WHAT IS EXPECTED = Copy each entry below exactly as it appears.

RECORDS PROVIDED =
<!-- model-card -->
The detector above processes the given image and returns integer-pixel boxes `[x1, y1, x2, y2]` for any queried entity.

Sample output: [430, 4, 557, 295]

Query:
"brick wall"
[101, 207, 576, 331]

EXERCISE OUTPUT =
<!-- model-card -->
The detector above processes the given image and returns integer-pixel boxes `[x1, y1, x2, y2]` for any queried entity.

Sample output: [430, 4, 557, 295]

Query:
"brick wall"
[101, 207, 576, 331]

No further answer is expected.